┏━━

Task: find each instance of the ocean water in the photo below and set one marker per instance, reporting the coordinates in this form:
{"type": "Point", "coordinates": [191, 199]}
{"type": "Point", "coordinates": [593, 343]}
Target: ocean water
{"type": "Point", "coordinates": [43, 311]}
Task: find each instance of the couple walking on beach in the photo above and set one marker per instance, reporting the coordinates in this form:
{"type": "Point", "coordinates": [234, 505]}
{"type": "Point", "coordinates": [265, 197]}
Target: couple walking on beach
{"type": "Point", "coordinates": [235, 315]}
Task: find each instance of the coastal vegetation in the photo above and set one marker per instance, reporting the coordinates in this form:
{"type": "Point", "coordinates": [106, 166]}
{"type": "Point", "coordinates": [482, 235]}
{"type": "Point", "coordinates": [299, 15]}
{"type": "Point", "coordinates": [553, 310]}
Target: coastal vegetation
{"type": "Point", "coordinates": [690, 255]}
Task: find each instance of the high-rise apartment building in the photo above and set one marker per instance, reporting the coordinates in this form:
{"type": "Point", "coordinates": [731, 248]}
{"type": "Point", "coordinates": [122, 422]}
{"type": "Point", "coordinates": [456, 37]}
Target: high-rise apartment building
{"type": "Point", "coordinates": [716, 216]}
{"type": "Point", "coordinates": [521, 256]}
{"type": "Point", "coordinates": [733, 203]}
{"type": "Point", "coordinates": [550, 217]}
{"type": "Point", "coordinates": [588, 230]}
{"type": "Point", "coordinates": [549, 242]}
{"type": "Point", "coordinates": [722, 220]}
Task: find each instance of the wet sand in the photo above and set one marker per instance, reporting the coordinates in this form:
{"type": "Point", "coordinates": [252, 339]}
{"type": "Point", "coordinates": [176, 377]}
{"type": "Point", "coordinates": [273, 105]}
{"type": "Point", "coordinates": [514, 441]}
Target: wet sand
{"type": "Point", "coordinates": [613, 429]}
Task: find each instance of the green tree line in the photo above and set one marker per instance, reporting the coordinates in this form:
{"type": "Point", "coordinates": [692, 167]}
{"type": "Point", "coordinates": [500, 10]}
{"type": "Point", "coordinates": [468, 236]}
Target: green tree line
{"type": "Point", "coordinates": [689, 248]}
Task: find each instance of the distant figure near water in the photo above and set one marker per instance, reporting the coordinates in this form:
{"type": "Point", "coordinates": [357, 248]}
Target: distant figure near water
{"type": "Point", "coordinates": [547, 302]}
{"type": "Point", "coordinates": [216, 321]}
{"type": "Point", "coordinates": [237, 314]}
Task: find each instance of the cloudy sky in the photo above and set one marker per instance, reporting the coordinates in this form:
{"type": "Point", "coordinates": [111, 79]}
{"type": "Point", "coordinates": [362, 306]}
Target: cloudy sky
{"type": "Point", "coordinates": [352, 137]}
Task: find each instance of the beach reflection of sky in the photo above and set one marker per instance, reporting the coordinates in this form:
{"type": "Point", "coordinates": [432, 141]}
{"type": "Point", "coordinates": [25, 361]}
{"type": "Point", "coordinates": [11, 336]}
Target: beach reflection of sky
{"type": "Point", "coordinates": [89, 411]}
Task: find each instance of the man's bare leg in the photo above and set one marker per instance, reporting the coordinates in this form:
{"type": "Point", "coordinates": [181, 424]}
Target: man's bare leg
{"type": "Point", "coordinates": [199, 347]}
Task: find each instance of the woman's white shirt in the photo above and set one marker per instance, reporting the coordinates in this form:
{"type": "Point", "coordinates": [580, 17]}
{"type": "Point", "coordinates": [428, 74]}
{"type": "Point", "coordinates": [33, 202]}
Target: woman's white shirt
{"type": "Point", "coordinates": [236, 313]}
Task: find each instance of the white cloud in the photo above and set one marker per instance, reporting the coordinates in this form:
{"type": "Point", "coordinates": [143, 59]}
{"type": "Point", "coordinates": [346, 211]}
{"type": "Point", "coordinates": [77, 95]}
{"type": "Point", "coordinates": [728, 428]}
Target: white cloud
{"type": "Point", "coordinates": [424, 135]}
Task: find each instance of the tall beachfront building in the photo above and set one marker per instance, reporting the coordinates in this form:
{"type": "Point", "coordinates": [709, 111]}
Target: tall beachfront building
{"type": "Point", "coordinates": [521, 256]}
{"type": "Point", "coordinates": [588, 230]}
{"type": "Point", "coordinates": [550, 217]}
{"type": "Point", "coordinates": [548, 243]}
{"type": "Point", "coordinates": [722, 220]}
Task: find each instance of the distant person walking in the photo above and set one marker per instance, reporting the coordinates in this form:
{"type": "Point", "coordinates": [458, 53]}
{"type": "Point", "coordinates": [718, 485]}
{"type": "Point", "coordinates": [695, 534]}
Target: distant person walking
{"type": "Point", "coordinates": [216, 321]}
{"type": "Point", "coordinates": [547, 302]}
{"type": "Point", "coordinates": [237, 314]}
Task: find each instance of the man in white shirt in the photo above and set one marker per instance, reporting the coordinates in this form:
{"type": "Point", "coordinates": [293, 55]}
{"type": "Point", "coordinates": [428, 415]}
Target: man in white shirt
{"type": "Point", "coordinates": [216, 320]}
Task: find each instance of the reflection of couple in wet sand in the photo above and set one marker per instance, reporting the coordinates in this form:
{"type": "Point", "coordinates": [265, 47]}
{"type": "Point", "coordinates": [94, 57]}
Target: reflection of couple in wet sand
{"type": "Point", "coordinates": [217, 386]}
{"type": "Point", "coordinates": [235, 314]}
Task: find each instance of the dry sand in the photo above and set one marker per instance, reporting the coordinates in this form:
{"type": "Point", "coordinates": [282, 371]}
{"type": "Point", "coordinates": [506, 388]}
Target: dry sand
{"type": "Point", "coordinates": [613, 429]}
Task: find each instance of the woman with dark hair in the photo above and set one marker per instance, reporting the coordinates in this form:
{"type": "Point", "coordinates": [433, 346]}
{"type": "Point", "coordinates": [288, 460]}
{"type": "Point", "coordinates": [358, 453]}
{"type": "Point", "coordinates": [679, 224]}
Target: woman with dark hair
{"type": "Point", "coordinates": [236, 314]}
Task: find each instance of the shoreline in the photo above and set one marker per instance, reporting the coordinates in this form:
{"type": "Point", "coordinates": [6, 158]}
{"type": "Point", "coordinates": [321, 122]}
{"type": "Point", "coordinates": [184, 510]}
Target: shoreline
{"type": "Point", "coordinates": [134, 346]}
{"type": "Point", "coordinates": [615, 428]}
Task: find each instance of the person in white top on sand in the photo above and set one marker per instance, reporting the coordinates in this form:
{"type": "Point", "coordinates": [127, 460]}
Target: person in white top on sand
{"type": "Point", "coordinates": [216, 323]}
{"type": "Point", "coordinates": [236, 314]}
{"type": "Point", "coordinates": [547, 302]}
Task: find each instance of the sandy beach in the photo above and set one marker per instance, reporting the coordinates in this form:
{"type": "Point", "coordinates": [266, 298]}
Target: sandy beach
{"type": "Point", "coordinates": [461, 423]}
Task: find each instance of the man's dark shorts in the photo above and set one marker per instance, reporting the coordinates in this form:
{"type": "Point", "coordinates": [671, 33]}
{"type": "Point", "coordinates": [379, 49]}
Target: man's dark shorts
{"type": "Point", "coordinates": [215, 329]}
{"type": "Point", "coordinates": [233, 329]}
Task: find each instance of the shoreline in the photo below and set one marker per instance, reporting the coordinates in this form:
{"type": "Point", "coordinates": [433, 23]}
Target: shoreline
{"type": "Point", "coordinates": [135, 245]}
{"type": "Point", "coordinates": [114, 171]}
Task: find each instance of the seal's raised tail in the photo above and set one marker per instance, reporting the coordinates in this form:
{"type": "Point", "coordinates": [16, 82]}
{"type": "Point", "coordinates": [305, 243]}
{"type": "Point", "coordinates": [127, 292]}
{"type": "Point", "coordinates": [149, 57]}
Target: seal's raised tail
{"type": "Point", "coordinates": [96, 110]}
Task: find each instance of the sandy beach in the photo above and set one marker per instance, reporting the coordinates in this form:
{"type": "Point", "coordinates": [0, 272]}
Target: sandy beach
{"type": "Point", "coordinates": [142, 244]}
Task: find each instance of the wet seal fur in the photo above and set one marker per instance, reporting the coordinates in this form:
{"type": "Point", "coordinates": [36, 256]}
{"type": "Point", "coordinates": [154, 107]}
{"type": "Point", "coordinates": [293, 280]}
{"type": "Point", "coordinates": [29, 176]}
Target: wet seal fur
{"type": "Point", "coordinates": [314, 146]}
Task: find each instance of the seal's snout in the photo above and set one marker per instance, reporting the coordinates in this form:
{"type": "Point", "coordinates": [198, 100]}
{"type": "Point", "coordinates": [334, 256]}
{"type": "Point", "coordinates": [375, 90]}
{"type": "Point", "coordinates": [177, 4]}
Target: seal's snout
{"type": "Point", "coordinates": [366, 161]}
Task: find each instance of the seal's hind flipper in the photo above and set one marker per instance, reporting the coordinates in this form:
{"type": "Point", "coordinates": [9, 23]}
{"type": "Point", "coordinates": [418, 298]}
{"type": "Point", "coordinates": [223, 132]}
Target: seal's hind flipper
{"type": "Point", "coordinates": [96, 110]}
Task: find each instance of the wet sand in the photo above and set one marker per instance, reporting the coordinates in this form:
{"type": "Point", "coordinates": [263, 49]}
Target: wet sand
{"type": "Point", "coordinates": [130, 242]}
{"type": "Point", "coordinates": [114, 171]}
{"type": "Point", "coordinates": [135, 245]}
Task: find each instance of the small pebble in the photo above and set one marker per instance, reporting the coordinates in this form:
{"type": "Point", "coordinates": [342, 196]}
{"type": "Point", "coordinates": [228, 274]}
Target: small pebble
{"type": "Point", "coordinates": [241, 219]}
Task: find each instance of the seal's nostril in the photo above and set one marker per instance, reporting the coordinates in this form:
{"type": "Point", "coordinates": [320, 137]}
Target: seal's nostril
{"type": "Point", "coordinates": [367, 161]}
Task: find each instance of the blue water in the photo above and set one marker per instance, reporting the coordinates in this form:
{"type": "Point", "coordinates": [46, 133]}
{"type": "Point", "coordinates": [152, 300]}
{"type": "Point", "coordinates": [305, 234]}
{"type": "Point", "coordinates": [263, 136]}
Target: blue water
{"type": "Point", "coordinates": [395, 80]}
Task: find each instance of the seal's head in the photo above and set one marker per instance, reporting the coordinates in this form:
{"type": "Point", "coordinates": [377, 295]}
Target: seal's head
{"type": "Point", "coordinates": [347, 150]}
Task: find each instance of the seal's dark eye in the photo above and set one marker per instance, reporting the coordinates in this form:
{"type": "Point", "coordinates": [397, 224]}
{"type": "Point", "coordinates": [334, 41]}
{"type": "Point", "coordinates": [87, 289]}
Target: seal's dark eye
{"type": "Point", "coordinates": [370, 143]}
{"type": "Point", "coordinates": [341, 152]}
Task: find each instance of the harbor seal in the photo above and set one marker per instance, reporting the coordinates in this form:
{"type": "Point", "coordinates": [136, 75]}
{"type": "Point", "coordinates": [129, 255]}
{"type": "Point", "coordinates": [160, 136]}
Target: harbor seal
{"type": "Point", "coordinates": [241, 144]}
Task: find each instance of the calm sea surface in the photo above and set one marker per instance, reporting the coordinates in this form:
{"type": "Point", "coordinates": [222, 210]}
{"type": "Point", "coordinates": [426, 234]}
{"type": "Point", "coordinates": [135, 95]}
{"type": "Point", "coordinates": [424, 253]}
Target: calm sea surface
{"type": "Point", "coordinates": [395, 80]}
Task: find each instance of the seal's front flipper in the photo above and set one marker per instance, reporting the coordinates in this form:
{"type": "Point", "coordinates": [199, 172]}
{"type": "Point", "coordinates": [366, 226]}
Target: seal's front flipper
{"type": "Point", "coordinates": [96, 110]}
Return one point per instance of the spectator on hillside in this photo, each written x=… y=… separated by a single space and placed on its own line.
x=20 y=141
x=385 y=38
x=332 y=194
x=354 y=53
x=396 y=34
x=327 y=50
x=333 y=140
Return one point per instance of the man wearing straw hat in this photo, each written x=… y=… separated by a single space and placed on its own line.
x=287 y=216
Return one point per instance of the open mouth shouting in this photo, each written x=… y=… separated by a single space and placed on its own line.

┗━━

YOUR ASSIGNMENT: Indicate how many lines of the material include the word "below"; the number alone is required.

RESPONSE BOX: 2